• [BRIEF A] Can you transcribe the review of Counterfeit Magic from "The quick plot" to "of them here)."?

• [ARTICLE]
^^^^

Counterfeit Magic by Kelley Armstrong
This year Subterranean Press has published several novellas written by authors who’ve been on my radar but not necessarily at the top of my To Be Read stack. These little books are a perfect introduction to such writers because they’re easy to read in a few hours and I can get the “feel” or “flavor” of the authors and their worlds without spending a lot of time engaged in a longer novel, one that may not even be the end of the story.
Kelley Armstrong’s Counterfeit Magic is a perfect example. This 140ish page story takes place in Armstrong’s Women of the Otherworld setting and features some of the characters from that world. Though I haven’t read anything by Armstrong before, I had no trouble jumping right in and immediately connecting with the same characters that Armstrong fans already love: Paige, Lucas, Savannah, and Adam.
The quick plot ostensibly involves a murder mystery at a supernatural fight club where Paige and Savannah infiltrate by setting up Savannah as a fighter. Those scenes were fun and the novella offers some sexy full-page black and white illustrations, some which portray Savannah in the boxing ring (see a few of them here).

^^^^

• [BRIEF B] Could you restate all of the records below word for word, leaving the pictures out?

(Records on locating named things)
^^^^

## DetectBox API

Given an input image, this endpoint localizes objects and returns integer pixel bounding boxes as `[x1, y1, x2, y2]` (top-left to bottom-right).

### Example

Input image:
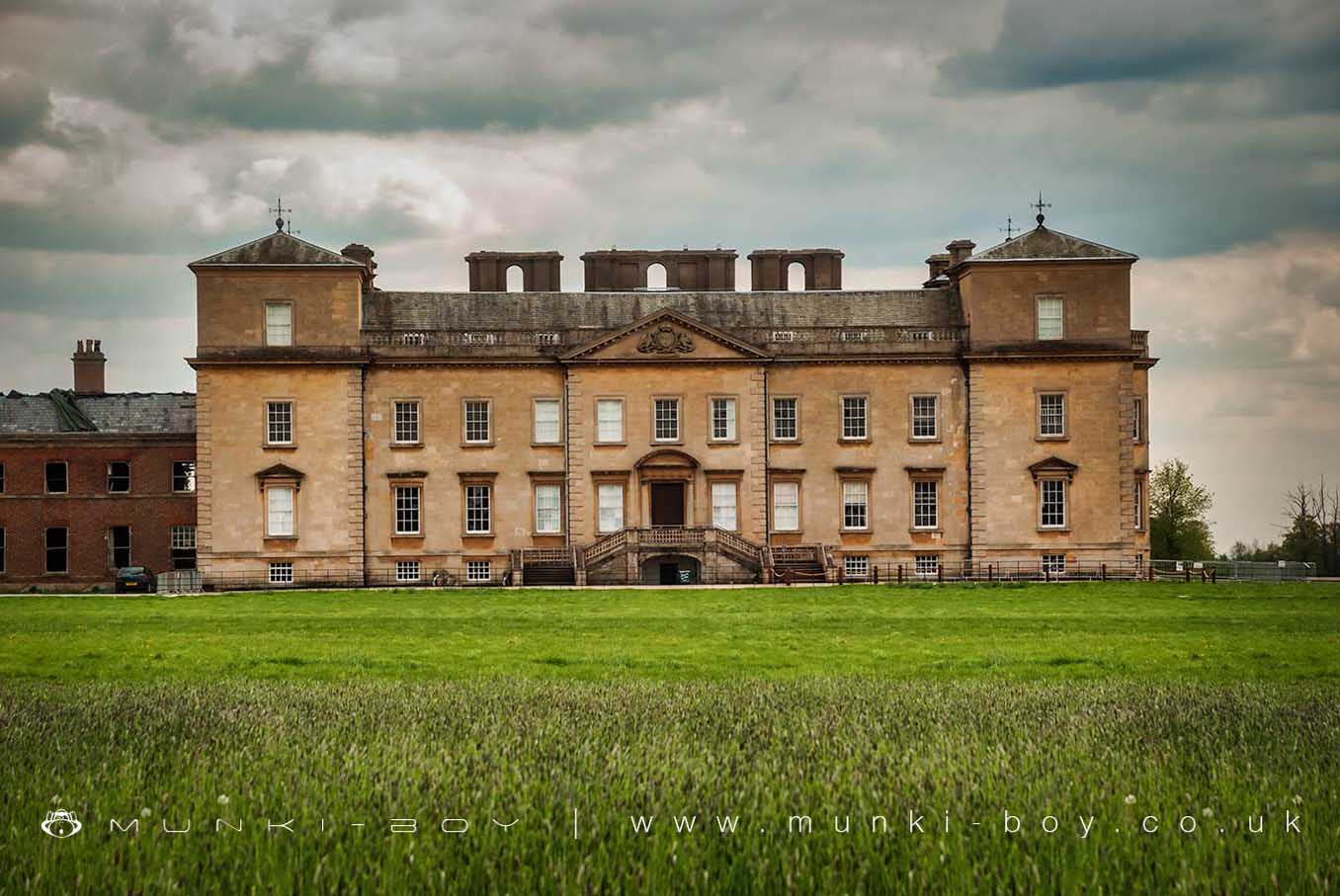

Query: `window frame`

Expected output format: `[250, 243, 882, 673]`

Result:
[651, 395, 684, 445]
[842, 553, 871, 581]
[1038, 475, 1070, 531]
[907, 392, 940, 442]
[172, 460, 196, 494]
[391, 482, 423, 538]
[465, 560, 493, 584]
[708, 479, 740, 531]
[768, 395, 800, 445]
[531, 395, 563, 445]
[42, 527, 70, 576]
[1035, 388, 1070, 442]
[263, 398, 297, 448]
[1033, 293, 1065, 342]
[768, 477, 805, 534]
[595, 479, 628, 535]
[592, 395, 628, 445]
[461, 398, 496, 448]
[910, 475, 942, 531]
[42, 460, 70, 494]
[391, 398, 423, 448]
[708, 395, 740, 445]
[912, 553, 941, 579]
[838, 392, 870, 442]
[263, 300, 296, 348]
[531, 479, 563, 537]
[461, 479, 493, 529]
[264, 482, 297, 539]
[107, 460, 131, 494]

^^^^

• [REPLY A]
The quick plot ostensibly involves a murder mystery at a supernatural fight club where Paige and Savannah infiltrate by setting up Savannah as a fighter. Those scenes were fun and the novella offers some sexy full-page black and white illustrations, some which portray Savannah in the boxing ring (see a few of them here).

• [REPLY B]
## DetectBox API

Given an input image, this endpoint localizes objects and returns integer pixel bounding boxes as `[x1, y1, x2, y2]` (top-left to bottom-right).

### Example

Input image:

Query: `window frame`

Expected output format: `[250, 243, 882, 673]`

Result:
[651, 395, 684, 445]
[842, 553, 871, 581]
[1038, 475, 1070, 531]
[907, 392, 940, 442]
[172, 460, 196, 494]
[391, 482, 423, 538]
[465, 560, 493, 584]
[708, 479, 740, 531]
[768, 395, 800, 445]
[531, 395, 563, 445]
[42, 527, 70, 576]
[1035, 388, 1070, 442]
[263, 398, 297, 448]
[1033, 293, 1065, 342]
[768, 477, 805, 534]
[595, 479, 628, 535]
[592, 395, 628, 445]
[461, 398, 496, 448]
[910, 475, 942, 531]
[42, 460, 70, 494]
[391, 398, 423, 448]
[708, 395, 740, 445]
[912, 553, 941, 579]
[838, 392, 870, 442]
[263, 300, 296, 348]
[531, 479, 563, 537]
[461, 479, 493, 529]
[264, 482, 297, 539]
[107, 460, 131, 494]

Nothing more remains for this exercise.